**AIM OF THE TASK**
Rewrite the lines below, starting at the one containing "For the scouting record, return for every instance of the lunar" and continuing through the last line, requests included. Offset every x and y pixel coordinate in the answers by +59 and leave the pictures out.

**DATASET RECORDS**
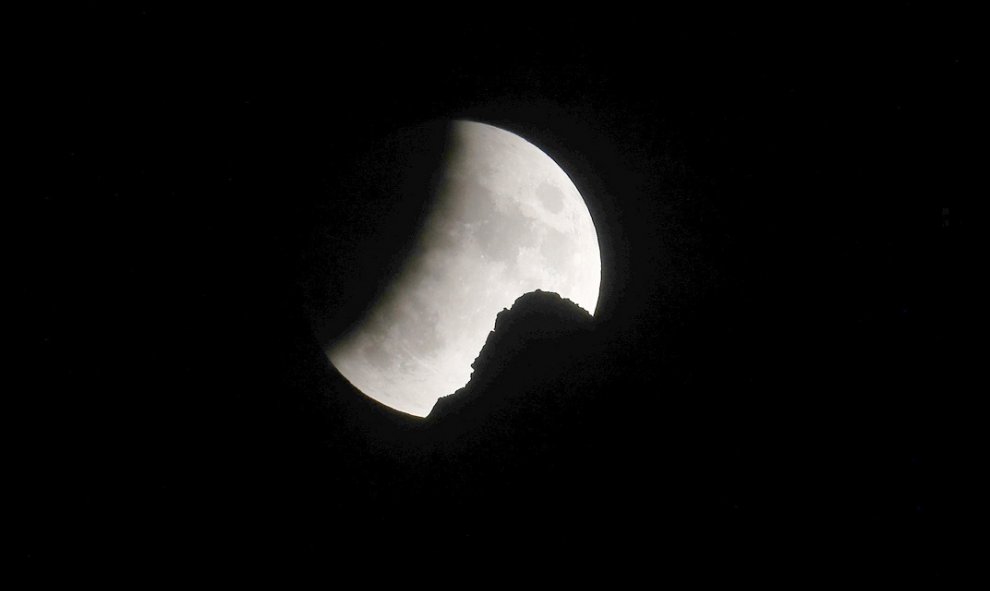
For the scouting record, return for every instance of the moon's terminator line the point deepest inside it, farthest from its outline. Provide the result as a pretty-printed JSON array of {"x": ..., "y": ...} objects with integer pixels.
[{"x": 505, "y": 220}]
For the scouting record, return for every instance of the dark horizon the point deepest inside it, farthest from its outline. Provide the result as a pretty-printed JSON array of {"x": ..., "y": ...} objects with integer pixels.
[{"x": 777, "y": 361}]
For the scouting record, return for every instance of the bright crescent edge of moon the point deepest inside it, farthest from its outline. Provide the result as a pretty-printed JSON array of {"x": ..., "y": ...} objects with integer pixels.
[{"x": 505, "y": 220}]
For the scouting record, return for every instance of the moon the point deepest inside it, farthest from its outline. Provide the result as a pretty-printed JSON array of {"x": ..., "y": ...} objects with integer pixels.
[{"x": 505, "y": 220}]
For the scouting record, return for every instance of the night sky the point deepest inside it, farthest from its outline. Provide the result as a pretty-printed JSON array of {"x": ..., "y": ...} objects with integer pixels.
[{"x": 781, "y": 201}]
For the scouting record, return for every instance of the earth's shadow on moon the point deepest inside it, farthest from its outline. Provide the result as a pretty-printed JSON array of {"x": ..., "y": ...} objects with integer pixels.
[{"x": 378, "y": 210}]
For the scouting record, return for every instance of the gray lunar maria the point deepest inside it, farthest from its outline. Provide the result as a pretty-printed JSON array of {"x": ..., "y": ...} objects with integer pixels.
[{"x": 506, "y": 220}]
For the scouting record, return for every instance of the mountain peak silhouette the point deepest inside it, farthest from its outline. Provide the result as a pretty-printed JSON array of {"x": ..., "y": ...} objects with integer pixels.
[{"x": 539, "y": 337}]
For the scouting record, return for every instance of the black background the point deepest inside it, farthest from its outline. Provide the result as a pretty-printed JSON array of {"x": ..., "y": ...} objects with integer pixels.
[{"x": 780, "y": 199}]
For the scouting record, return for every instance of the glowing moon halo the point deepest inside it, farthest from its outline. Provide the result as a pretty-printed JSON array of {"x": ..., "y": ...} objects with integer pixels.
[{"x": 505, "y": 220}]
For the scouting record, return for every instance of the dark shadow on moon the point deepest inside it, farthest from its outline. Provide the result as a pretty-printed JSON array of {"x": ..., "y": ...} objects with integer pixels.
[{"x": 377, "y": 210}]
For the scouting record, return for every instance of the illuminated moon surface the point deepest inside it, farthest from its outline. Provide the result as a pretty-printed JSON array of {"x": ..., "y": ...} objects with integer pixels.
[{"x": 505, "y": 220}]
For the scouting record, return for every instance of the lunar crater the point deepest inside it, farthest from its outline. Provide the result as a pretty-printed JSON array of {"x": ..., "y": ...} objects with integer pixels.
[{"x": 505, "y": 220}]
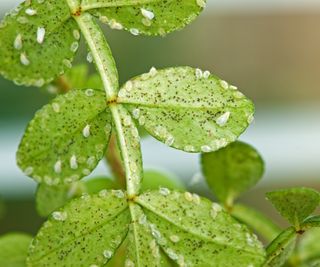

**FINISHED EXERCISE**
For the scouting record, return for every instance of the lunar crater the point deepest inside it, farthest from its outline. Provide the result as a pretty-printed JSON array of {"x": ..., "y": ...} objects with integer pixels.
[{"x": 564, "y": 279}]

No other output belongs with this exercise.